◆ Source extract:
####
The NASCAR Cup Series’ doubleheader began with a Saturday race with a typical 3:30 p.m. ET green flag, but Sunday kicked off with a 9:30 a.m. NASCAR Camping World Truck Series green flag, the NASCAR Xfinity Series rolling off a few hours later and Cup that afternoon. Both Cup races ran their full distances, despite the Sunday event featuring an early delay for lightning in the area.
Kevin Harvick and Denny Hamlin emerged the winners of the first and second premier series events, respectively, and continued a trend of constant and, to be frank, fascinatingly cyclical contenders at the three-turn oddity.
With the sole 2022 Cup event at Pocono ahead of us this weekend on Sunday, July 24, plus the Xfinity and Truck series (the latter the regular-season finale for its division), it’s a stacked weekend for NASCAR all the way around, and look for the usual suspects to be out front this weekend.
####
◆ Data entries:
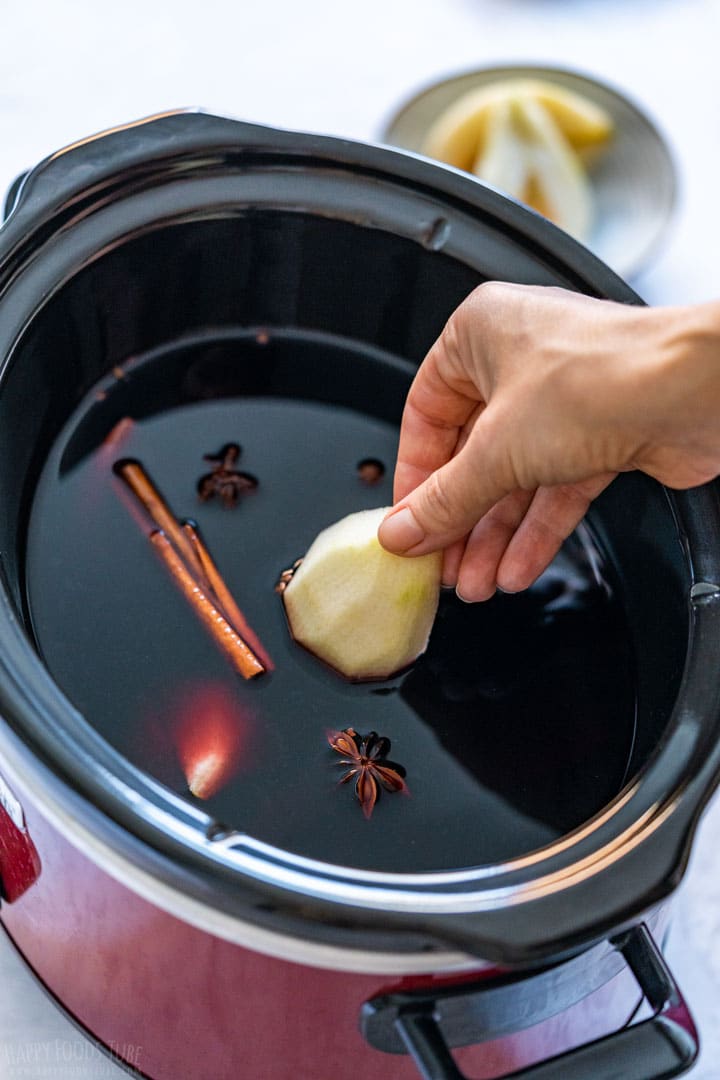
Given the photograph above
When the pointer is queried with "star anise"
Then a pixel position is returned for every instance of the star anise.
(225, 480)
(367, 757)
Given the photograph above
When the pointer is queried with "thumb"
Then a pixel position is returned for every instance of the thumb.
(448, 504)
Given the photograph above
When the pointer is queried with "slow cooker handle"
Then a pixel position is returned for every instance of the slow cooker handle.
(661, 1047)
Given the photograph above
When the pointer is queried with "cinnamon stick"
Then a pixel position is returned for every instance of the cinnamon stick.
(162, 517)
(238, 651)
(225, 597)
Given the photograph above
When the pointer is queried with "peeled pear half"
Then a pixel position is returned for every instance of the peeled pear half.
(459, 133)
(527, 156)
(358, 608)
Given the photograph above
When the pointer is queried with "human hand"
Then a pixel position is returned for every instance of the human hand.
(524, 410)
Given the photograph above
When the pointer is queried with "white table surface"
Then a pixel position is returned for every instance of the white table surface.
(72, 68)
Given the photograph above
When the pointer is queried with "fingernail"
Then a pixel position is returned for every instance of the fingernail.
(401, 531)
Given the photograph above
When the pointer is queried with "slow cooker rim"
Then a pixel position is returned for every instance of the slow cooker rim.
(522, 220)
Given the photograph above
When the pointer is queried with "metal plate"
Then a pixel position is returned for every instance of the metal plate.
(634, 183)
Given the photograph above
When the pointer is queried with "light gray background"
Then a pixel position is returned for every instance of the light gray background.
(72, 68)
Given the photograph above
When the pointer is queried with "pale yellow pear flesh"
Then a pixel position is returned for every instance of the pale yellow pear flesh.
(358, 608)
(460, 131)
(527, 156)
(526, 137)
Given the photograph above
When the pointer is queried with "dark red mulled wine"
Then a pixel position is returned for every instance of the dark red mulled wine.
(514, 728)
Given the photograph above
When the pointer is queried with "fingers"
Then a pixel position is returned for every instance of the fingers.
(552, 516)
(486, 545)
(440, 408)
(448, 504)
(519, 537)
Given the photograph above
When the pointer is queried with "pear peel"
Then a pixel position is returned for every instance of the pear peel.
(361, 609)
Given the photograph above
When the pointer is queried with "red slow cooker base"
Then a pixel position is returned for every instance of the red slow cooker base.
(191, 1007)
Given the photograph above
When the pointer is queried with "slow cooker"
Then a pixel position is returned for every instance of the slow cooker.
(189, 272)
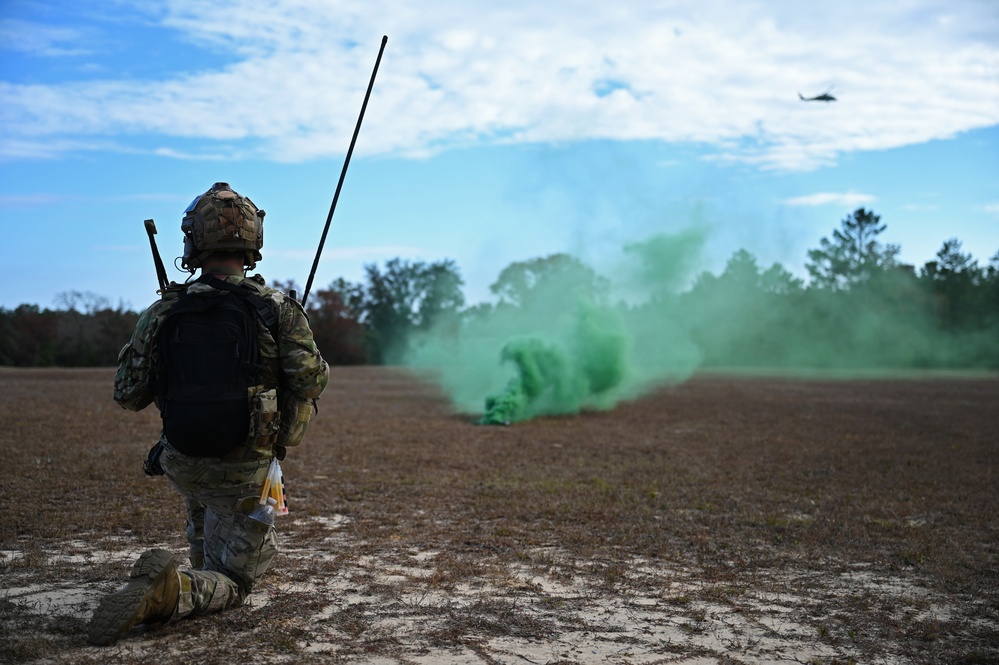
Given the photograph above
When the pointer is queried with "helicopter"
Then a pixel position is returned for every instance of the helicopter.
(824, 97)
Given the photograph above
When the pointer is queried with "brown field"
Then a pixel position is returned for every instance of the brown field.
(731, 519)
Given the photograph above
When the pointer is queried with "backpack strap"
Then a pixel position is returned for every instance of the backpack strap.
(258, 304)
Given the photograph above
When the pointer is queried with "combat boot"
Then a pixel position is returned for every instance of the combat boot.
(151, 595)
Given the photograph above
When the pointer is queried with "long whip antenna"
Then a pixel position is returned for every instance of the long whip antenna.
(343, 173)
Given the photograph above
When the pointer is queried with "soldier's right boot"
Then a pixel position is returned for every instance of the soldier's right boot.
(151, 595)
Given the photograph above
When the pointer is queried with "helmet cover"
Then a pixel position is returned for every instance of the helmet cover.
(220, 220)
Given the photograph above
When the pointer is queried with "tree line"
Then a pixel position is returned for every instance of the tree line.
(860, 307)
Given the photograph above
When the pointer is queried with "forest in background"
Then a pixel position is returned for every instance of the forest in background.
(859, 308)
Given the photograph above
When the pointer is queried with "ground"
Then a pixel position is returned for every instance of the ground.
(733, 518)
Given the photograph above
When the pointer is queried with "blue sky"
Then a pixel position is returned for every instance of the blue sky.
(497, 132)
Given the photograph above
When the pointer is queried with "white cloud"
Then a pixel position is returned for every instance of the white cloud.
(721, 73)
(829, 198)
(40, 39)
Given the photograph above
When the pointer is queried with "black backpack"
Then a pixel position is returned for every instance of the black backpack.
(208, 359)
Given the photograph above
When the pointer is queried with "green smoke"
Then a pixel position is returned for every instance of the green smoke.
(555, 344)
(552, 378)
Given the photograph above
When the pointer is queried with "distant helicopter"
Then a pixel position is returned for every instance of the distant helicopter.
(824, 97)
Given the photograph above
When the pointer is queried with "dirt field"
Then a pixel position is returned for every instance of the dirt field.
(730, 519)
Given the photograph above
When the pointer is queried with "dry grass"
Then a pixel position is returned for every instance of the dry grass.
(729, 520)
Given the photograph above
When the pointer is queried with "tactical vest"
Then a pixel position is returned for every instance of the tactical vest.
(208, 376)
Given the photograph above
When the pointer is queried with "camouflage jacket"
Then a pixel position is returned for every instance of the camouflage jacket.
(294, 373)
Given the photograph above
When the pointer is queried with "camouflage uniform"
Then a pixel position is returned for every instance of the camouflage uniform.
(229, 551)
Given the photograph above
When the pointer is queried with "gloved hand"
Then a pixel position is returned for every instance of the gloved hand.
(151, 466)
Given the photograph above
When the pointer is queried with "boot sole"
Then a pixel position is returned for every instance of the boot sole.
(120, 611)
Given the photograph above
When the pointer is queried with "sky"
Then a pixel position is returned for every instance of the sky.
(496, 132)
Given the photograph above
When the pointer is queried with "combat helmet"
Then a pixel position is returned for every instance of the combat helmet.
(220, 220)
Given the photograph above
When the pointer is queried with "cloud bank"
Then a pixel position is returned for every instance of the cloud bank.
(717, 73)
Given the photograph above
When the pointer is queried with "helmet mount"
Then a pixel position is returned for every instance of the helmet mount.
(220, 220)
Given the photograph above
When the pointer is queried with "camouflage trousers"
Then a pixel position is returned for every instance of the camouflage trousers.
(229, 551)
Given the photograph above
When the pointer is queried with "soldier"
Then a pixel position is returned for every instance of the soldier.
(233, 368)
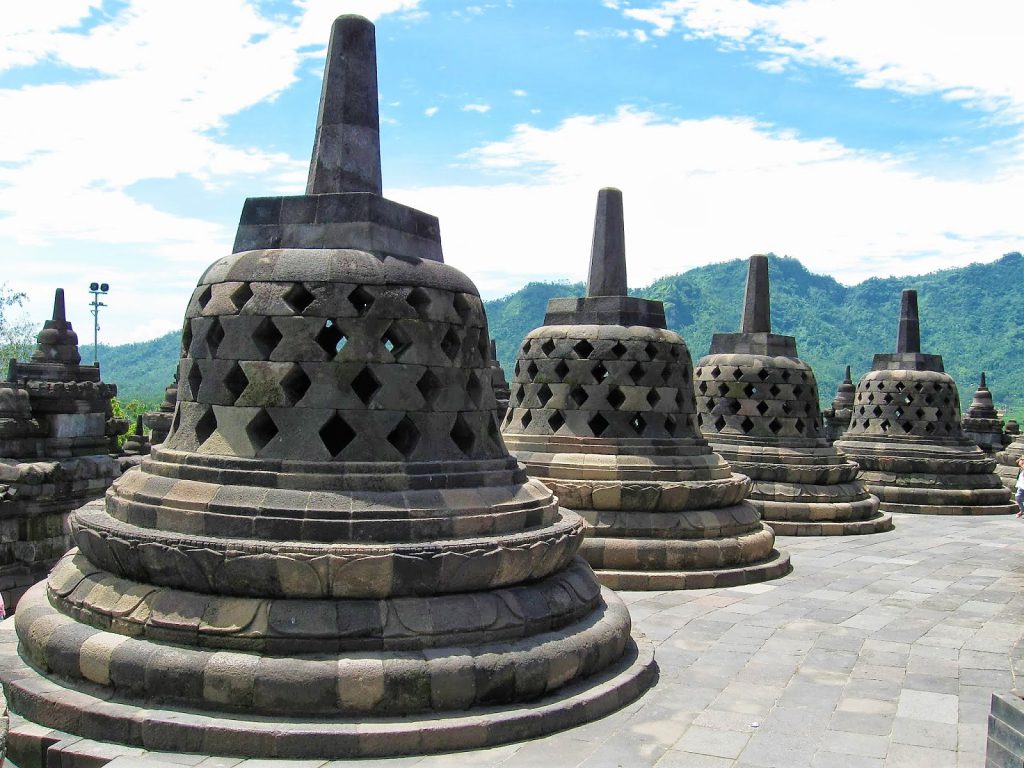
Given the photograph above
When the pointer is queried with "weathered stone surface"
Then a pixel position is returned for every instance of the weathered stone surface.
(758, 406)
(602, 412)
(905, 434)
(333, 551)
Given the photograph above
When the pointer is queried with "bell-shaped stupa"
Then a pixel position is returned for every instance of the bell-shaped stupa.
(981, 423)
(53, 453)
(602, 412)
(758, 407)
(905, 434)
(333, 553)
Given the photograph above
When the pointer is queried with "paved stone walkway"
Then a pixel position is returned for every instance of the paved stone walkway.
(877, 650)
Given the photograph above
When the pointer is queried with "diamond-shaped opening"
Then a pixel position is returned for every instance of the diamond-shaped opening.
(395, 341)
(361, 299)
(474, 388)
(206, 426)
(579, 395)
(463, 306)
(555, 421)
(295, 384)
(214, 336)
(404, 437)
(241, 295)
(195, 379)
(583, 348)
(597, 425)
(451, 344)
(261, 430)
(331, 339)
(544, 394)
(298, 297)
(462, 435)
(638, 424)
(366, 385)
(429, 386)
(336, 435)
(266, 337)
(420, 301)
(615, 397)
(236, 382)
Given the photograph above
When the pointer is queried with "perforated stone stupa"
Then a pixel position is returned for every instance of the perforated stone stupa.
(981, 423)
(333, 553)
(53, 453)
(602, 412)
(758, 406)
(905, 434)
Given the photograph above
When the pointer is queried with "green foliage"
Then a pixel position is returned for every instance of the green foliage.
(17, 335)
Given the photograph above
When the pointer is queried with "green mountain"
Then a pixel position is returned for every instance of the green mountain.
(972, 315)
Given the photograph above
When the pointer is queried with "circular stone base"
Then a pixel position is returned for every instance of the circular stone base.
(882, 522)
(88, 711)
(775, 566)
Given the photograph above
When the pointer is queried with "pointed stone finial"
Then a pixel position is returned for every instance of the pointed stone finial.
(908, 337)
(347, 147)
(757, 300)
(607, 255)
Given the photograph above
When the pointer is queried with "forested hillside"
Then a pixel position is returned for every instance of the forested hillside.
(971, 315)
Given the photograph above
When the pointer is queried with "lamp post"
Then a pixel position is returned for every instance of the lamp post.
(97, 290)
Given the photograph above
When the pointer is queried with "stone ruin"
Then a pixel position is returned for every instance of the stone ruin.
(837, 418)
(981, 423)
(602, 412)
(54, 439)
(905, 434)
(333, 553)
(758, 406)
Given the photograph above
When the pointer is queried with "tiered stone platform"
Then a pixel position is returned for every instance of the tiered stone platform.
(905, 434)
(758, 406)
(602, 412)
(333, 554)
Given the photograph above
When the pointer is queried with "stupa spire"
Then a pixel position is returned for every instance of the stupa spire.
(607, 255)
(347, 146)
(757, 299)
(908, 336)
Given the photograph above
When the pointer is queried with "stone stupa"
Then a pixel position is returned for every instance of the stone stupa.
(602, 412)
(53, 453)
(905, 434)
(837, 418)
(758, 407)
(981, 423)
(332, 554)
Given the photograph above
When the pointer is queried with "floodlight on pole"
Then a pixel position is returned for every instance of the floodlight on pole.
(97, 290)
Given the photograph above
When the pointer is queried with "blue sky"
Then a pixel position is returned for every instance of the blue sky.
(864, 137)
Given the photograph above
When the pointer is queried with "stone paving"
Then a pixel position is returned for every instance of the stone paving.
(878, 650)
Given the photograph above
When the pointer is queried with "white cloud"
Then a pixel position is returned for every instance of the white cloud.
(702, 190)
(966, 52)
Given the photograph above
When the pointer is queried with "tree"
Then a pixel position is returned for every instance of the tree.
####
◆ Instructions:
1. Name every NASCAR series that the Pocono preview mentions.
2. Check each statement against the Pocono preview and mark it yes or no, quoting the words that decide it.
(a) Kevin Harvick won the second Cup race of the doubleheader.
(b) The Sunday Cup race had an early delay because of lightning.
(c) The one 2022 Cup event at Pocono falls on Sunday, July 24.

◆ Solutions for each task:
1.
- NASCAR Cup Series
- NASCAR Camping World Truck Series
- NASCAR Xfinity Series

2.
(a) No. "Kevin Harvick and Denny Hamlin emerged the winners of the first and second premier series events, respectively"
(b) Yes. "the Sunday event featuring an early delay for lightning in the area"
(c) Yes. "the sole 2022 Cup event at Pocono ahead of us this weekend on Sunday, July 24"